Task directions: As you print the data below, keep every line exactly as it is and leave the images behind.

Given records:
_ _ _
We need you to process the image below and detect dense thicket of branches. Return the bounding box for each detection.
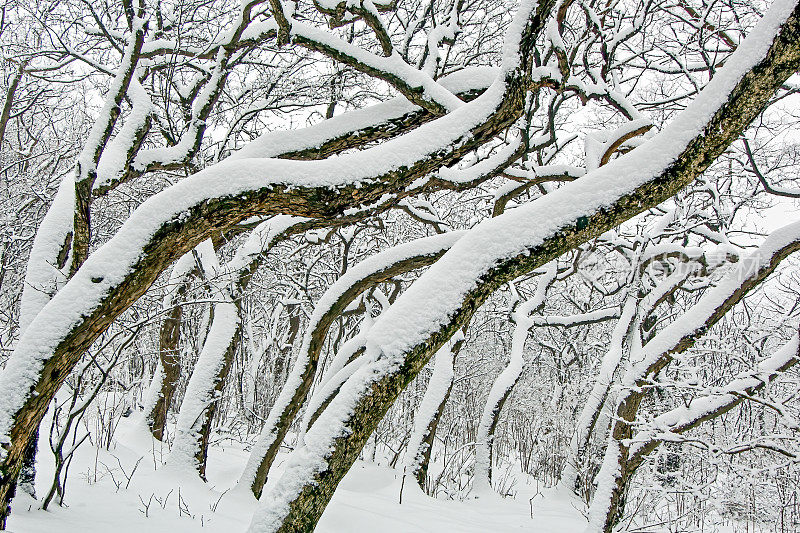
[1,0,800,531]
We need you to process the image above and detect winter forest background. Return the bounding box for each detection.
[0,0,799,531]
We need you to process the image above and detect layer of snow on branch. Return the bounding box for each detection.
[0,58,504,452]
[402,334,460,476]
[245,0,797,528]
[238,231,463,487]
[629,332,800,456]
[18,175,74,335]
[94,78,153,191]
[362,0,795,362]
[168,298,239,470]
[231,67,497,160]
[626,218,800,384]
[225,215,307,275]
_ _ _
Task response:
We need you to process the image below and detect dense thicket of branches. Return the bounding box for each detection.
[1,0,800,531]
We need you to process the image above and detect winter forest background. Return the bounding box for each detection.
[0,0,799,531]
We need you to process the image above and detect layer of snow on branch. Return the bounding box for each detection.
[0,58,504,452]
[402,334,460,476]
[245,0,797,528]
[238,231,463,487]
[629,332,800,456]
[18,175,74,335]
[94,78,153,191]
[362,0,795,362]
[168,298,239,470]
[231,67,497,160]
[626,218,800,384]
[225,215,307,275]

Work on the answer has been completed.